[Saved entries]

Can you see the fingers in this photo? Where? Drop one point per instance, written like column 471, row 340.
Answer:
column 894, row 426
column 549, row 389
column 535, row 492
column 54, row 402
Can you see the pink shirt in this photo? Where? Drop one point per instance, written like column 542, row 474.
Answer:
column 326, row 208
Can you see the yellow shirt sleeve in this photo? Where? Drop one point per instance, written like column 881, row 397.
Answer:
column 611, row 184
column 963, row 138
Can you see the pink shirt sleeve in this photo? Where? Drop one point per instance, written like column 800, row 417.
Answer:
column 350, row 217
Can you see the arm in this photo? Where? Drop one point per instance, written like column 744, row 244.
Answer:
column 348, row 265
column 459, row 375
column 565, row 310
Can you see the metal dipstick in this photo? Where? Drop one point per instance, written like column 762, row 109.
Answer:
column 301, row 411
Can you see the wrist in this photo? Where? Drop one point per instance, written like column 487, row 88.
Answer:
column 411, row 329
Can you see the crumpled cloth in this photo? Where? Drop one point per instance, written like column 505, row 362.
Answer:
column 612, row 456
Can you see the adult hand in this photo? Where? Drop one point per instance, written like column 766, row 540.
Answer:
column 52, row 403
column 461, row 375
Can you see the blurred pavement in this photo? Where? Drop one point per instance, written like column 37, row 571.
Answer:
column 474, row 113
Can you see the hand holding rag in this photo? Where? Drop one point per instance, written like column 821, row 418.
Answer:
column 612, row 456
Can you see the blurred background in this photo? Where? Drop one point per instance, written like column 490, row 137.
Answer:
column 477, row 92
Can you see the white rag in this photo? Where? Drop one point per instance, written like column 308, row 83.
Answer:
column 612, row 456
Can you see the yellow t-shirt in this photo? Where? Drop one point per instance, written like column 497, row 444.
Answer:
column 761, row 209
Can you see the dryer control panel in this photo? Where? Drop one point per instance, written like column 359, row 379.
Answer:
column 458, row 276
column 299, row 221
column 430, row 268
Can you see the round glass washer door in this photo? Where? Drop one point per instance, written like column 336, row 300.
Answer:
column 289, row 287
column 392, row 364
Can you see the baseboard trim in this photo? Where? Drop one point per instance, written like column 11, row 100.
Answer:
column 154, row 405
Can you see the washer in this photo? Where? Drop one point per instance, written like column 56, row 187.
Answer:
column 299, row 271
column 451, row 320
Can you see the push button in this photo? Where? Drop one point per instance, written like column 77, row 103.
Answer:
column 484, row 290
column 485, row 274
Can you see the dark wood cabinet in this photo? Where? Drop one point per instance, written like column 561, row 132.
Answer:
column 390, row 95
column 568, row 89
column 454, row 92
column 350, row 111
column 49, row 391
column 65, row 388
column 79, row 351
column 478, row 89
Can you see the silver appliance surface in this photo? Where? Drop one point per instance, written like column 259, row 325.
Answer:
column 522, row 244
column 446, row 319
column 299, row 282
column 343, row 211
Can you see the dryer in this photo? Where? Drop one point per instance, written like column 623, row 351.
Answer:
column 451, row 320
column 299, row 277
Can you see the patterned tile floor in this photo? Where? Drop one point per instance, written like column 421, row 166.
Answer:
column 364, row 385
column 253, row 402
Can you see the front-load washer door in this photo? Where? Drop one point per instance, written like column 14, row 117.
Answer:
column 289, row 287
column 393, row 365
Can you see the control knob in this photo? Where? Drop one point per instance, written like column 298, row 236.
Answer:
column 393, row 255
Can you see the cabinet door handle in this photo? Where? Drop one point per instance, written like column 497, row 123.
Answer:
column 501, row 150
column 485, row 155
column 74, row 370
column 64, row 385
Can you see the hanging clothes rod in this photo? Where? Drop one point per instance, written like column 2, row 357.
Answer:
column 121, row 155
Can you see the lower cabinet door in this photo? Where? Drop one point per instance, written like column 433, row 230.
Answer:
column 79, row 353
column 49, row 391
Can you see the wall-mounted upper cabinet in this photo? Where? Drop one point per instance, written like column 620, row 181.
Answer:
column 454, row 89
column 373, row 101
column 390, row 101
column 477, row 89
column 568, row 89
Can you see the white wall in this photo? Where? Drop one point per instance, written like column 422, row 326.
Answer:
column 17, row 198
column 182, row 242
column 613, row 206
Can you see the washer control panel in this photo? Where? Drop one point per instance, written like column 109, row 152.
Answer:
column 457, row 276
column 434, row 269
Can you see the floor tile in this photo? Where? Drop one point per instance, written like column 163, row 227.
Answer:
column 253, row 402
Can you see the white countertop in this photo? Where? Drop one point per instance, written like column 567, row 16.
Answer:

About this task: What you return should be the records above, repeated exactly.

Task answer:
Can you see the fingers in this photo? Where? Drop one point per instance, written like column 471, row 340.
Answer:
column 894, row 426
column 549, row 389
column 535, row 492
column 54, row 402
Can you see the pink shirt in this photo? Where? Drop one point per instance, written like column 542, row 474.
Answer:
column 326, row 208
Can you see the yellow shirt sleeve in this photo? Where? Drop one point per instance, written like column 881, row 397.
Answer:
column 611, row 184
column 963, row 138
Can you see the pink shirt sleeve in this photo? Where? Drop one point per instance, written like column 800, row 417.
Answer:
column 350, row 217
Can you see the arm in this photo? Where? Drop one point per instance, written like column 744, row 244.
Answer:
column 348, row 265
column 459, row 375
column 565, row 310
Can you see the metal dipstick in this photo? Where? Drop one point per instance, written like column 762, row 109.
Answer:
column 301, row 411
Can you see the wrist in this photo? Where? Drop one point per instance, written like column 487, row 88.
Answer:
column 411, row 329
Can you see the crumpled cloth in this photo? Where? Drop one point per instance, written like column 505, row 362.
Answer:
column 612, row 456
Can you see the adult hand in this photo? Where? Drop one point per instance, written like column 766, row 540.
Answer:
column 52, row 403
column 461, row 375
Can you see the blurred pavement in this photo? Where? Drop one point per instance, written like column 37, row 571.
Answer:
column 474, row 113
Can you see the hand holding rag in this photo? Where? Drop one point per instance, written like column 821, row 418.
Answer:
column 612, row 456
Can you see the blurred background in this photo? Where? Drop one point per instance, written like column 490, row 137.
Answer:
column 477, row 92
Can you see the white rag in this photo? Where? Drop one point per instance, written like column 308, row 83.
Answer:
column 612, row 456
Can you see the yellow t-shirt in this photo? Where? Drop one point per instance, written like column 497, row 444.
Answer:
column 761, row 209
Can you see the dryer control panel in this photo? Where? Drop one point per instance, written like column 359, row 379.
Answer:
column 458, row 276
column 299, row 221
column 430, row 268
Can you see the round glass washer door in this photo? Where? Drop one point per instance, written like column 336, row 300.
Answer:
column 289, row 287
column 392, row 364
Can you see the baseboard trim in this photo? Where? Drop one point per instance, written like column 11, row 100.
Answer:
column 154, row 405
Can you see the washer in this photo? Where? Drop one point per instance, written like column 56, row 187.
Answer:
column 299, row 271
column 451, row 320
Can you see the push button in this photo? Where? Drop one point per instance, written like column 77, row 103.
Answer:
column 484, row 290
column 485, row 274
Can you see the dark wood cabinet in this photo? Where? Drop one point per instance, written like column 561, row 132.
Answer:
column 390, row 95
column 568, row 89
column 454, row 92
column 350, row 111
column 49, row 391
column 65, row 388
column 79, row 351
column 478, row 89
Can you see the silver appliance surface in this photo? Where? Drop one point per instance, written like column 259, row 325.
Answer:
column 522, row 244
column 446, row 319
column 299, row 282
column 343, row 211
Can you see the dryer in this photo? Where? Drop one point per instance, written like column 623, row 351.
Answer:
column 451, row 320
column 299, row 277
Can you see the patterned tile floor in this photo? Where? Drop one point per instance, written like column 421, row 166.
Answer:
column 364, row 385
column 253, row 402
Can you see the front-load washer door in this photo? Where? Drop one point per instance, written like column 14, row 117.
Answer:
column 289, row 287
column 393, row 365
Can you see the control knob in this photo? Where? Drop one point per instance, written like column 298, row 236.
Answer:
column 393, row 255
Can you see the cabinet door handle in this photo? Where? Drop one point per instance, written like column 497, row 123.
Answer:
column 501, row 150
column 485, row 155
column 74, row 370
column 64, row 385
Can you see the hanging clothes rod in this photo? Where? Drop one point per instance, written like column 2, row 357.
Answer:
column 121, row 155
Can you see the lower cabinet door in this photo? Where? Drop one point per instance, written like column 433, row 230.
Answer:
column 79, row 353
column 49, row 391
Can you see the wall-mounted upper cabinet in this photo? Where? Drop one point per instance, written like column 620, row 181.
Answer:
column 454, row 89
column 373, row 101
column 390, row 101
column 477, row 89
column 568, row 89
Can you see the white wall in this photo? Where? Drop one point per instance, written like column 422, row 326.
Answer:
column 17, row 198
column 182, row 242
column 613, row 206
Can you see the washer control panel in this photo? Where? Drop one point per instance, written like column 109, row 152.
Answer:
column 457, row 276
column 434, row 269
Can you see the floor tile in this photo? Where? Drop one point per instance, written like column 163, row 227.
Answer:
column 253, row 402
Can you see the white countertop in this photo? Where? Drop one point per instance, written like column 567, row 16.
Answer:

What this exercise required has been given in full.